-- START Provided material --

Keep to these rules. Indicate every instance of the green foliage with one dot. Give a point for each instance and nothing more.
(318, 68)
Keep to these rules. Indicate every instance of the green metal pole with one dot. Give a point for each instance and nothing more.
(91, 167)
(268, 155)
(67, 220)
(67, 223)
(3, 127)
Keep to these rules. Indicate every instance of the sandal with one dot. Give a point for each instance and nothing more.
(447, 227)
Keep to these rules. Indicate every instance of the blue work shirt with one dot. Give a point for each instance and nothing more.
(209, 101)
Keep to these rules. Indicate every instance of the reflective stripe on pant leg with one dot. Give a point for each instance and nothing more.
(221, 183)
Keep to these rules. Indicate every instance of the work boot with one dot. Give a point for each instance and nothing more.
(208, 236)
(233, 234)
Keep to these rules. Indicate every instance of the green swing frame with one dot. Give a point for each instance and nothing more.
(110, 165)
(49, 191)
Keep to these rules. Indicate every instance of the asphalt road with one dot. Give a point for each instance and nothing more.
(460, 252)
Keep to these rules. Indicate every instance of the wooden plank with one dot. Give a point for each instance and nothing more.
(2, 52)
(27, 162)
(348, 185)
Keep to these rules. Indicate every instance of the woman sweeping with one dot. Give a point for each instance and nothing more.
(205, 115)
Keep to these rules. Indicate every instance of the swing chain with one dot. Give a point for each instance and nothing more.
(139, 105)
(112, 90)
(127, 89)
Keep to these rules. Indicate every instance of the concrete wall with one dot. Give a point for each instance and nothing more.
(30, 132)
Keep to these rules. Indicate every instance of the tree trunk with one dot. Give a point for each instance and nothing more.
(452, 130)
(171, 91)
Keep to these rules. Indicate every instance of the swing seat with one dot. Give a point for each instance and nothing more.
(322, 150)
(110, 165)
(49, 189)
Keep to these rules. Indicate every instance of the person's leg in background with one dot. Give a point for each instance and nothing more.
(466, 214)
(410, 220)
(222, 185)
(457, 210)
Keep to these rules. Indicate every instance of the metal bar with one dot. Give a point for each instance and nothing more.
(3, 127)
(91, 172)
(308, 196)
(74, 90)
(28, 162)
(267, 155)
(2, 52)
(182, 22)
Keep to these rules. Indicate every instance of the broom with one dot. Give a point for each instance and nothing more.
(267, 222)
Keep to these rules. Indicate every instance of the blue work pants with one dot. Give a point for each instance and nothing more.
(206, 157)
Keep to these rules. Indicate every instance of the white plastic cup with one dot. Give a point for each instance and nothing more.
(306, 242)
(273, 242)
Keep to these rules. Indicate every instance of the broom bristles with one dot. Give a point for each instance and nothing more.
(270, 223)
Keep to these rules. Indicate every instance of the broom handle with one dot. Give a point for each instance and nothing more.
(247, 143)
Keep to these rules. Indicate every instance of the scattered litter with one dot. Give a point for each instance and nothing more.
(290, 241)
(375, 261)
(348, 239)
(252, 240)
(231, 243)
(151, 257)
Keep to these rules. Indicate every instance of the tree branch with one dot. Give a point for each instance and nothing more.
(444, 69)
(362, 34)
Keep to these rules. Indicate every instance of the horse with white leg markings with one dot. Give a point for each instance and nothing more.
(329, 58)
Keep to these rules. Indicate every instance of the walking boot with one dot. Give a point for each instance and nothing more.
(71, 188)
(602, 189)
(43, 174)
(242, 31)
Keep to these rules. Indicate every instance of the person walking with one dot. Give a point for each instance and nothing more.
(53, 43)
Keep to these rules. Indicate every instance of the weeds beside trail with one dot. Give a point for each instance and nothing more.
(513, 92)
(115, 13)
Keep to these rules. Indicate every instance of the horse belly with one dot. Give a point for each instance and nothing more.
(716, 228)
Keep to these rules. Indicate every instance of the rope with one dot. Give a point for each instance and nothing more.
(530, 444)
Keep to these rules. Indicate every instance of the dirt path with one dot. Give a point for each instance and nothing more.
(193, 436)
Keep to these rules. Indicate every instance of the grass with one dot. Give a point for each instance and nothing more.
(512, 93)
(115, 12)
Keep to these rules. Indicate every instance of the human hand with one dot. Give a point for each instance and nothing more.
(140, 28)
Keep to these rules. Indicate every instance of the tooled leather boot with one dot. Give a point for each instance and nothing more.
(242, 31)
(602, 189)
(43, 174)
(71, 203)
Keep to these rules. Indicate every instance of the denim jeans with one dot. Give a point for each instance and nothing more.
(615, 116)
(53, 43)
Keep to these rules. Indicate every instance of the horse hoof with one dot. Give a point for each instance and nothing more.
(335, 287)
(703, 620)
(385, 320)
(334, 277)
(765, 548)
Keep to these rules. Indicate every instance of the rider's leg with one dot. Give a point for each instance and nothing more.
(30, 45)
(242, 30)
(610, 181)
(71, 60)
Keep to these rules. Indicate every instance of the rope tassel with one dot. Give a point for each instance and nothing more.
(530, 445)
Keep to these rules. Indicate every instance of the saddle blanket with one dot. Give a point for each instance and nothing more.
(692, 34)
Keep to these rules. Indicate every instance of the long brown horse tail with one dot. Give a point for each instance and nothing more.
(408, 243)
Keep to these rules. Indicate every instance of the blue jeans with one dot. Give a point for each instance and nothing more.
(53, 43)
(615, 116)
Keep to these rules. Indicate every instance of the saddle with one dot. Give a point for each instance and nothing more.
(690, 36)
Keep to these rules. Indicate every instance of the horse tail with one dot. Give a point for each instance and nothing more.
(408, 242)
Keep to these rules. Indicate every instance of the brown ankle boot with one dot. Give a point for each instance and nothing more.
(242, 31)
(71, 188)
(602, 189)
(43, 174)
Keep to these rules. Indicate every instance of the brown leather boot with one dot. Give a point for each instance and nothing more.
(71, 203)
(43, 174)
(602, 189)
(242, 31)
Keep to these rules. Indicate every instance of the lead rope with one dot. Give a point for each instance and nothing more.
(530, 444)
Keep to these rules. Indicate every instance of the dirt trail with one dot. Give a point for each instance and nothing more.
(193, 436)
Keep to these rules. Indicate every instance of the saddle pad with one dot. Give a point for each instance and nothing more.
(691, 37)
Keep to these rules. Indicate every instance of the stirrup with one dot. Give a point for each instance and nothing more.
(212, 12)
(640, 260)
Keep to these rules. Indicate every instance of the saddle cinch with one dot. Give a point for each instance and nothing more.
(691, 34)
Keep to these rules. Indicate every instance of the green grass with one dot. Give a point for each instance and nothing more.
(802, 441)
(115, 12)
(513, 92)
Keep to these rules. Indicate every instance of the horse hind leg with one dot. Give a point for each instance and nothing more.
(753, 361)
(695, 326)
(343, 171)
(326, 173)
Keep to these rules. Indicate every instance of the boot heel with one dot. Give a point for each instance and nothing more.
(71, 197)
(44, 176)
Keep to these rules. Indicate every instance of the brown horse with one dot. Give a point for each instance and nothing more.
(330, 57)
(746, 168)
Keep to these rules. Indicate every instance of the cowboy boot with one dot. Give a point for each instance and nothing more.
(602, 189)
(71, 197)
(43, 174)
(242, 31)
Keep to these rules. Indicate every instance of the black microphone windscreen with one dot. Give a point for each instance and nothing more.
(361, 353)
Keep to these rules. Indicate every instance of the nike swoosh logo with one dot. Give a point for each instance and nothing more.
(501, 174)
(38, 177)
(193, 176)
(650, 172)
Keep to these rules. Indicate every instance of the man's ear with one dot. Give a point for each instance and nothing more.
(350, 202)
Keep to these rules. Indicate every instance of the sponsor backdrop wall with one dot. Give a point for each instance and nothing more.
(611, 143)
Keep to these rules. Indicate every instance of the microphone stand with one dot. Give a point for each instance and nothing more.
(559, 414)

-- END Provided material --

* **What is required**
Each line of the listing should be copied exactly.

* **Response**
Keep to these rules. Indicate every instance of the green foliage with one dot. Give a point for each instance and nothing more.
(318, 68)
Keep to these rules. Indicate every instance of the green metal pole with one dot. Give a point for each instance and nothing more.
(91, 167)
(268, 155)
(67, 220)
(67, 223)
(3, 127)
Keep to these rules. Indicate every instance of the sandal with one dot. Give a point for each instance and nothing more.
(447, 227)
Keep to these rules. Indicate every instance of the blue work shirt with one dot. Give a point for each instance and nothing more.
(209, 101)
Keep to these rules. Indicate every instance of the reflective stripe on pant leg with one dot. Give a point for each instance and nothing more.
(221, 183)
Keep to these rules. Indicate every instance of the work boot with one dot. Give a point for each instance and nothing more.
(208, 236)
(233, 234)
Keep to these rules. Indicate every instance of the green swing frame with one dot. Give a point for each instance and nothing more.
(110, 165)
(49, 191)
Keep to these rules. Indicate every instance of the asphalt road with one dot. Give a point for each instance and nothing more.
(460, 252)
Keep to these rules. Indicate every instance of the wooden plank with one dot. Give a point for each instance and nothing more.
(2, 52)
(27, 162)
(348, 185)
Keep to these rules. Indicate every instance of the woman sweeping with one dot. Give a point for each instance and nothing more.
(205, 115)
Keep to these rules. Indicate every instance of the swing chain with one dot. Give a point for each instance and nothing more.
(139, 105)
(112, 90)
(127, 89)
Keep to these rules. Indicate every instance of the concrete wall with one dot. Give a point for each instance and nothing more.
(30, 132)
Keep to these rules. Indicate every instance of the tree trunk with one dot. Give a point for each instance and nothing more.
(452, 130)
(171, 91)
Keep to these rules. Indicate every instance of the swing seat with one dot. Give a point for each instance and nothing more.
(322, 150)
(110, 165)
(49, 189)
Keep to these rules. Indicate every instance of the person's leg in background with one dot. Give a point for each instance and nothing more.
(466, 214)
(410, 220)
(222, 185)
(457, 210)
Keep to these rules. Indicate every instance of the metal bar with one dot. Give a point for each instance and nothing more.
(3, 127)
(91, 172)
(308, 196)
(74, 90)
(28, 162)
(267, 155)
(2, 52)
(182, 22)
Keep to these rules. Indicate every instance of the broom with one dot. Give a point for each instance and nothing more.
(267, 222)
Keep to these rules. Indicate every instance of the blue work pants with one dot. Give a point for each instance and nothing more.
(206, 157)
Keep to these rules. Indicate every instance of the white plastic cup with one dot. Give a point for each instance and nothing more.
(306, 242)
(273, 242)
Keep to these rules. Indicate every instance of the broom bristles with one dot. Give a point for each instance and nothing more.
(270, 223)
Keep to these rules. Indicate every instance of the broom handle with one dot. Give a point for each instance and nothing more.
(247, 143)
Keep to these rules. Indicate every instance of the scattered litter with one dot. Give a point for each instance and nothing more.
(290, 241)
(375, 261)
(348, 239)
(252, 240)
(231, 243)
(151, 257)
Keep to these rules. Indicate every instance of the tree branch with one dot. Give a point for each instance and nothing more.
(444, 69)
(362, 34)
Keep to these rules. Indicate every instance of the horse with white leg markings with one dot. Give a point for each instance and nothing more.
(329, 58)
Keep to these rules. Indicate every instance of the walking boot with one dot. Give a point for each instance and nothing more.
(71, 188)
(602, 189)
(43, 174)
(242, 31)
Keep to these rules. Indicate every instance of the person walking with one dot. Give a point for each instance and nothing more.
(53, 43)
Keep to these rules. Indicate every instance of the weeds beside trail with one dot. Give a point for each instance and nothing more.
(513, 92)
(115, 13)
Keep to these rules. Indicate every instance of the horse belly with one dot. Give a point for each instance and nothing more.
(716, 228)
Keep to these rules. Indicate every instance of the rope with one dot. Give a point for each instance and nothing more.
(530, 444)
Keep to these rules. Indicate every instance of the dirt path with one dot. Give a point for each instance and nothing more.
(193, 436)
Keep to these rules. Indicate every instance of the grass with one dot. Give a point for each instance and nothing more.
(512, 93)
(115, 12)
Keep to these rules. Indicate every instance of the human hand with one dot. Give a point for each instance and nothing more.
(140, 28)
Keep to these rules. Indicate every instance of the tooled leather boot with one dot. Give a point for each instance and nothing more.
(242, 31)
(602, 189)
(43, 174)
(71, 203)
Keep to these rules. Indicate every instance of the denim jeans with one dot. Give a point for each instance and nothing more.
(615, 116)
(53, 43)
Keep to these rules. Indicate every instance of the horse hoof with one dot. Give a point for each instance and nothing more.
(335, 287)
(703, 620)
(385, 320)
(334, 277)
(765, 548)
Keep to these rules. Indicate every instance of the rider's leg with one dot. Give a point for each instance and nothing more.
(30, 45)
(242, 30)
(610, 181)
(71, 60)
Keep to these rules. Indicate every instance of the rope tassel with one dot. Give a point for each instance and nothing more.
(530, 445)
Keep to these rules. Indicate every instance of the saddle blanket with one dot. Give a point for each instance and nothing more.
(692, 34)
Keep to these rules. Indicate every instance of the long brown horse tail with one dot. Give a point for each instance and nothing more.
(408, 243)
Keep to these rules. Indicate every instance of the blue jeans with one dot. Give a point for each instance and nothing more.
(53, 43)
(615, 116)
Keep to these rules. Indicate every instance of the saddle with one dot. Give a point for each instance and nothing more.
(690, 36)
Keep to these rules. Indicate every instance of the horse tail with one dot. Give a point for each instance and nothing more.
(408, 242)
Keep to these rules. Indicate every instance of the brown ankle boot with one dot. Give a point for each instance and nothing more.
(242, 31)
(71, 188)
(602, 189)
(43, 174)
Keep to these rules. Indicate every instance of the brown leather boot with one dot. Give a point for each instance and nothing more.
(71, 203)
(43, 174)
(602, 189)
(242, 31)
Keep to these rules. Indicate every instance of the lead rope with one dot. Give a point for each instance and nothing more.
(530, 444)
Keep to these rules. Indicate every instance of the dirt trail with one dot. Give a point for each instance and nothing more.
(193, 436)
Keep to these rules. Indicate every instance of the saddle pad with one dot. Give a point for each instance and nothing more.
(691, 37)
Keep to these rules. Indicate every instance of the stirrup with one dot. Give a point for each instance and nothing more.
(212, 12)
(640, 260)
Keep to these rules. Indicate every instance of the saddle cinch with one dot. Give a point for each instance and nothing more.
(691, 34)
Keep to these rules. Indicate every instance of the green grass with one dot. Give a point for each instance and nothing more.
(802, 441)
(115, 12)
(513, 92)
Keep to these rules. Indicate every instance of the horse hind leg with one dot. Give a point for each instance and nothing more.
(753, 361)
(695, 326)
(343, 171)
(326, 173)
Keep to these rules. Indicate every instance of the boot heel with one dot. Give a point for each instance and nothing more.
(71, 197)
(44, 176)
Keep to these rules. Indicate every instance of the brown horse with one dot. Give a point for each instance and nothing more.
(330, 57)
(746, 168)
Keep to these rules. Indicate every instance of the cowboy boot with one dot. Give a point for each instance and nothing more.
(602, 189)
(71, 197)
(43, 174)
(242, 31)
Keep to these rules. Indicate every instance of the black microphone windscreen with one dot. Give a point for each instance and nothing more.
(361, 353)
Keep to these rules. Indicate every instance of the nike swoosh logo with one dot. Give a point for each instance and nothing more.
(501, 174)
(38, 177)
(193, 176)
(650, 172)
Keep to these rules. Indicate every instance of the man's ear with one dot. Give a point for each instance and nothing more.
(350, 202)
Keep to these rules. Indicate every instance of the sponsor backdrop wall with one dot. Give a point for each instance and nothing more.
(611, 143)
Keep to these rules. Indicate every instance of the microphone stand with one dot. Give a point for each instance and nothing more.
(559, 414)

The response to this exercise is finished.